-- Begin Information supplied --
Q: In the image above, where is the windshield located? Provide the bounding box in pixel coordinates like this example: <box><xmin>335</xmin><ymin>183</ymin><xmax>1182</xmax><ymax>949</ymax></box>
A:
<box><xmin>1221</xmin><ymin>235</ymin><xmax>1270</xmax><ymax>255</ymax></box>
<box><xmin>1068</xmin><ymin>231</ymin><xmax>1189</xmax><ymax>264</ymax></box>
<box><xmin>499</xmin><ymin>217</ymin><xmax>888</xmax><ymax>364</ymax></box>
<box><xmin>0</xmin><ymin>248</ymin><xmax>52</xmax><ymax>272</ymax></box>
-- End Information supplied --
The task: Copy every item above word for word.

Exercise answer:
Q: In the image above, where is the windshield located? Provide the bounding box in pixel coordinates like this example: <box><xmin>335</xmin><ymin>183</ymin><xmax>1182</xmax><ymax>949</ymax></box>
A:
<box><xmin>1221</xmin><ymin>235</ymin><xmax>1270</xmax><ymax>255</ymax></box>
<box><xmin>1068</xmin><ymin>231</ymin><xmax>1189</xmax><ymax>264</ymax></box>
<box><xmin>499</xmin><ymin>217</ymin><xmax>888</xmax><ymax>364</ymax></box>
<box><xmin>0</xmin><ymin>248</ymin><xmax>52</xmax><ymax>272</ymax></box>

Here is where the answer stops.